PROBLEM DETAILS
Search the material for the string "lamp", then return every line where it is found.

┌─ WORKING DATA

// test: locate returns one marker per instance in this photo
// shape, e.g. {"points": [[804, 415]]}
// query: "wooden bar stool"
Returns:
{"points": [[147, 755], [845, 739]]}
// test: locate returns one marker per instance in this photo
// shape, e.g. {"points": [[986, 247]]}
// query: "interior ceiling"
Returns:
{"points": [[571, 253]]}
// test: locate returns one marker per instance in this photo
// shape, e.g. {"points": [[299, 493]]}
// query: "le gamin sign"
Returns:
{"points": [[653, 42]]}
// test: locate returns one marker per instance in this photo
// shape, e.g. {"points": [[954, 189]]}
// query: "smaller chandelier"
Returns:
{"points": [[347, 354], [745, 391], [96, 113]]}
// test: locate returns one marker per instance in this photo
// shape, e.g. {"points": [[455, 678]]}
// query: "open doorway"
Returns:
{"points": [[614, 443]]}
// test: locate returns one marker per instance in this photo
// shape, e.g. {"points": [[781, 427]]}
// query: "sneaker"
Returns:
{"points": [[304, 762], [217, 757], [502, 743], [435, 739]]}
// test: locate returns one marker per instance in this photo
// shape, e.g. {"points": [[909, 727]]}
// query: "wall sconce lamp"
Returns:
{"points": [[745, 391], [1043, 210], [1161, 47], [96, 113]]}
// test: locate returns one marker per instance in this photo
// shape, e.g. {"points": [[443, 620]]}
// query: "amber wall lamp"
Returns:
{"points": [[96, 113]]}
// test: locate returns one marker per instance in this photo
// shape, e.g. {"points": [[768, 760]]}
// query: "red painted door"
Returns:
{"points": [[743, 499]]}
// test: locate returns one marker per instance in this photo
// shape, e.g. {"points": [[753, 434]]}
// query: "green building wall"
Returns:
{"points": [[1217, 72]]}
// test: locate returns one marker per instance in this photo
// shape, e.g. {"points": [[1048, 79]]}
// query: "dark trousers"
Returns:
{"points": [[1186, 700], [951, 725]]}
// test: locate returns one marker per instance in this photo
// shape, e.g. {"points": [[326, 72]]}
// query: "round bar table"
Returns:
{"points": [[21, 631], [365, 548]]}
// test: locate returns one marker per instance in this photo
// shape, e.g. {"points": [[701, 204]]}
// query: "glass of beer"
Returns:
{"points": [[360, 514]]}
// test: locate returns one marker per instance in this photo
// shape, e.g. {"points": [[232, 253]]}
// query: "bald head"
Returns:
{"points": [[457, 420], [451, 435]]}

└─

RESPONSE TO THE TASK
// query: "wall sconce lamp"
// query: "amber wall lamp"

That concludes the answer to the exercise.